*** Opening RECORD EXCERPTS ***

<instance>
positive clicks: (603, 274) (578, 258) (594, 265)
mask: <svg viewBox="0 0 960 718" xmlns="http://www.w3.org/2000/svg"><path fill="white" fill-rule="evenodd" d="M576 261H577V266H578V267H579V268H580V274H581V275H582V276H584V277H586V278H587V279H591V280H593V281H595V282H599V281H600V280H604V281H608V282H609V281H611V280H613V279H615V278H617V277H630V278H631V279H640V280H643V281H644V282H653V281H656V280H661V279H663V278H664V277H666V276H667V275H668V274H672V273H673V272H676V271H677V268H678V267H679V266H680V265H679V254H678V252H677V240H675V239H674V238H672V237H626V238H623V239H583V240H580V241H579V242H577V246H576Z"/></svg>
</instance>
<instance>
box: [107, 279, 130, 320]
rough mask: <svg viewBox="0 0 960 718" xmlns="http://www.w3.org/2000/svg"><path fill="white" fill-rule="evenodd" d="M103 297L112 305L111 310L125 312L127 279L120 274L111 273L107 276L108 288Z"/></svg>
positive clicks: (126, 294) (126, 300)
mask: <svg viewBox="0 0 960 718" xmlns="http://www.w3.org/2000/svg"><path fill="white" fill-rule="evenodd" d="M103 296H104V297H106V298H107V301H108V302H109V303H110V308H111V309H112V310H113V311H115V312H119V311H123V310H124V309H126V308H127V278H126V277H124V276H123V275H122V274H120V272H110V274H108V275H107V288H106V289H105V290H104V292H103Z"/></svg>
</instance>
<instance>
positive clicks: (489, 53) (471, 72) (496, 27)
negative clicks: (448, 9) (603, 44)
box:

*** Closing RECORD EXCERPTS ***

* TASK GOAL *
Extract all of the data shown above without alteration.

* TASK SOLUTION *
<instance>
positive clicks: (603, 274) (578, 258) (594, 265)
mask: <svg viewBox="0 0 960 718" xmlns="http://www.w3.org/2000/svg"><path fill="white" fill-rule="evenodd" d="M576 261H577V266H578V267H579V268H580V274H581V275H582V276H584V277H586V278H587V279H591V280H593V281H595V282H599V281H600V280H604V281H608V282H609V281H611V280H613V279H615V278H617V277H630V278H631V279H640V280H643V281H644V282H653V281H656V280H661V279H663V278H664V277H666V276H667V275H668V274H672V273H673V272H676V271H677V268H678V267H679V266H680V265H679V254H678V252H677V240H675V239H674V238H672V237H626V238H623V239H583V240H580V241H579V242H577V246H576Z"/></svg>
</instance>
<instance>
box: [107, 279, 130, 320]
rough mask: <svg viewBox="0 0 960 718" xmlns="http://www.w3.org/2000/svg"><path fill="white" fill-rule="evenodd" d="M103 297L112 305L111 310L125 312L127 279L120 274L111 273L107 276L108 288Z"/></svg>
positive clicks: (126, 294) (126, 300)
mask: <svg viewBox="0 0 960 718" xmlns="http://www.w3.org/2000/svg"><path fill="white" fill-rule="evenodd" d="M103 296H104V297H106V298H107V301H108V302H109V303H110V308H111V309H112V310H113V311H115V312H119V311H123V310H124V309H126V308H127V278H126V277H124V276H123V275H122V274H120V272H110V274H108V275H107V288H106V289H105V290H104V292H103Z"/></svg>
</instance>
<instance>
positive clicks: (489, 53) (471, 72) (496, 27)
negative clicks: (448, 9) (603, 44)
box:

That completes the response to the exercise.